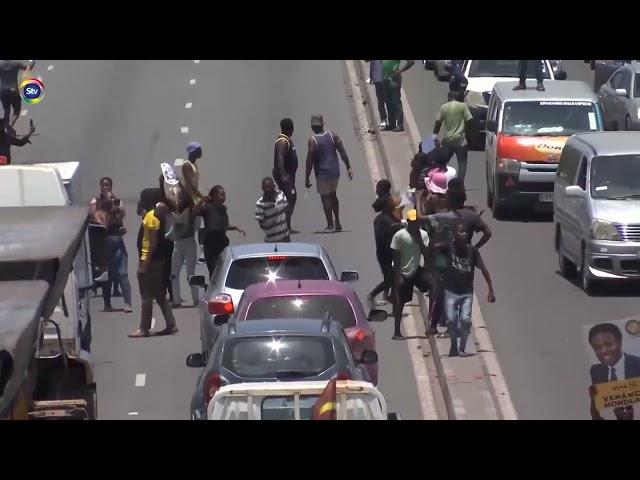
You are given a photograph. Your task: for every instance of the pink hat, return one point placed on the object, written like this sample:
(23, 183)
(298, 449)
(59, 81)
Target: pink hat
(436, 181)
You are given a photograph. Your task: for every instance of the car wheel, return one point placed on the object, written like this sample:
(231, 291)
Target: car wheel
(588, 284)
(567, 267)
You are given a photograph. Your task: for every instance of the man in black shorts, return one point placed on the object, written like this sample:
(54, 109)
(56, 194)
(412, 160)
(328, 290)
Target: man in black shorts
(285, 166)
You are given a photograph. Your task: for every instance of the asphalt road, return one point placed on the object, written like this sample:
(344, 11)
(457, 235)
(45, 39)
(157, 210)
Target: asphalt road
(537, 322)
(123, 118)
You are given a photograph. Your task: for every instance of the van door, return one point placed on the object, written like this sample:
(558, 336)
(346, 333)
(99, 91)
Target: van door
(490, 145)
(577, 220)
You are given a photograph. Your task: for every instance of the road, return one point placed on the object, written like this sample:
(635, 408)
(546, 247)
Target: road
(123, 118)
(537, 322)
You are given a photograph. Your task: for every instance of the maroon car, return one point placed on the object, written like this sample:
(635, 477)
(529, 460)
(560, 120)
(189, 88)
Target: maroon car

BRIEF
Tally the lines of the material in which the string "maroon" occurs, and present only that tally.

ANSWER AREA
2